Daarnaast fluctueert elk mens zeker een halve kilo in gewicht – je hebt ongetwijfeld wel gehoord dat je ’s ochtends bijvoorbeeld lichter bent dan ’s avonds. Maar ook je hormoonhuishouding, de mate waarin je lichaam vocht vasthoudt en (voor de vrouwen) op welk moment je in je cyclus zit, zijn allemaal van invloed op je gewicht.
En dit gegeven is nu wetenschappelijk onderbouwd door onderzoekers van de Universiteit van Californië. Margriet heeft dit onderzoek mooi samengevat en je vindt het hieronder.
Onderzoek
Voor hun studie analyseerden onderzoekers van de Universiteit van Californië de gegevens van miljoenen Amerikanen. Zo keken zij naar de relatie tussen hun Body Mass Index (BMI) en risicofactoren zoals bloeddruk, cholesterol en bloedsuikerspiegel. De uitkomst: bijna de helft van de mensen met overgewicht bezat hooguit één van die risicofactoren. Dertig procent was zelfs kerngezond!
BMI: ‘onnauwkeurige graadmeter’
Jessica Gubbels, onderzoeker en docent binnen de onderzoeksgroep Preventie van Obesitas aan Maastricht University, kijkt er niet raar van op. “De BMI is weliswaar heel bruikbaar en makkelijk,” licht ze toe, “maar helaas een onnauwkeurige graadmeter voor de gezondheid. Er wordt alleen maar rekening gehouden met je gewicht, niet met de samenstelling van je lichaam.”
Ik heb gewoon zware spieren!
Bij de BMI wordt er bijvoorbeeld niet gekeken naar hoeveel spieren je hebt, of hoe je bouw is. Gubbels: “Zo kan je gewicht toenemen als je meer gaat sporten, doordat je meer spieren hebt opgebouwd. Je bent dan misschien wat zwaarder, maar ondertussen wél veel gezonder geworden.”
Dikke dijen minder erg dan een buikje
Wie écht iets over haar gezondheid wil weten, pakt daarom het meetlint erbij. “Met je middelomtrek heb je een veel nauwkeuriger indicator voor je gezondheid dan met alleen je BMI. Je middelomtrek zegt namelijk iets over de vetverdeling in je lichaam. En met name vet in en rond je buik is erg ongezond”, weet de overgewichtdeskundige. Verwacht echter geen megaverschillen: meestal geven de BMI en de middelomtrek dezelfde uitkomst. Maar: als dat niet zo is, kun je het best je middelomtrek aanhouden. “Iemand met een peerfiguur is gezonder dan iemand met een appelfiguur,” bevestigt Gubbels.

_Invoergegevens:_

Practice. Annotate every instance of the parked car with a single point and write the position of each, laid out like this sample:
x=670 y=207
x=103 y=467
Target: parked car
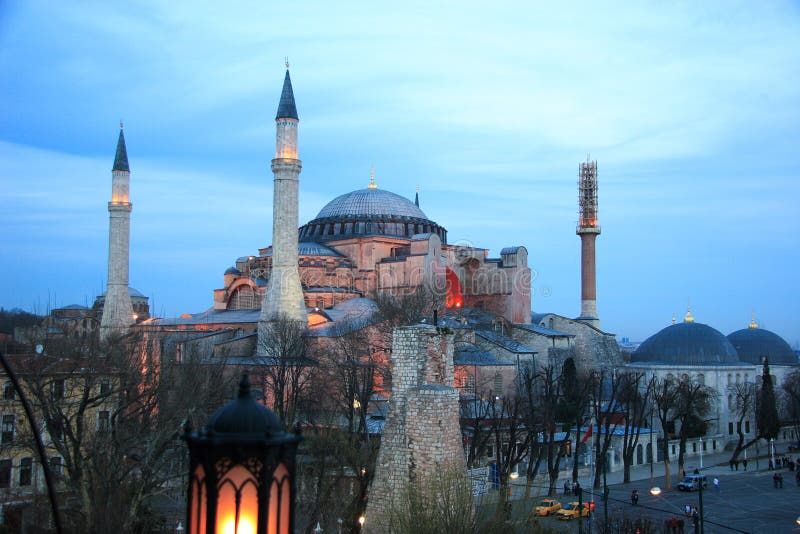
x=547 y=507
x=692 y=482
x=573 y=509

_Opdracht:_ Zet de tekst over BMI en gezondheid voort, aansluitend op de laatste zin. De regels staan los van de tekst over BMI en gezondheid.

_Antwoord:_
‘Het loont altijd om af te vallen als je teveel centimeters hebt’
Maar wat als je dan een paar centimeters te veel hebt, ben je dan automatisch ongezonder dan iemand met een gezond gewicht? “Gemiddeld genomen is iedere kilo en centimeter meer een risico voor je gezondheid,” reageert Gubbels. “Als je te zwaar bent heb je een grotere kans op allerlei aandoeningen, van suikerziekte en gewrichtsproblemen, tot hart- en vaatziektes en allerlei vormen van kanker. Dat zijn zeer ernstige gevolgen. Maar dat wil niet zeggen dat je die ziektes ook daadwerkelijk krijgt: het gaat om een verhoogde kans erop.”
Omgedraaid werkt het echter ook zo: iedere centimeter die je afslankt als je overgewicht hebt, draagt bij aan een verlaging van de gezondheidsrisico’s. “Het loont zich dus altijd om af te vallen als je overgewicht hebt,” aldus de overgewichtsdeskundige, “zelfs al zijn het maar een paar kilo’s.”
Op de weegschaal gaan staat geeft dus een vertekend beeld van de daadwerkelijke vooruitgang op het gebied van afvallen.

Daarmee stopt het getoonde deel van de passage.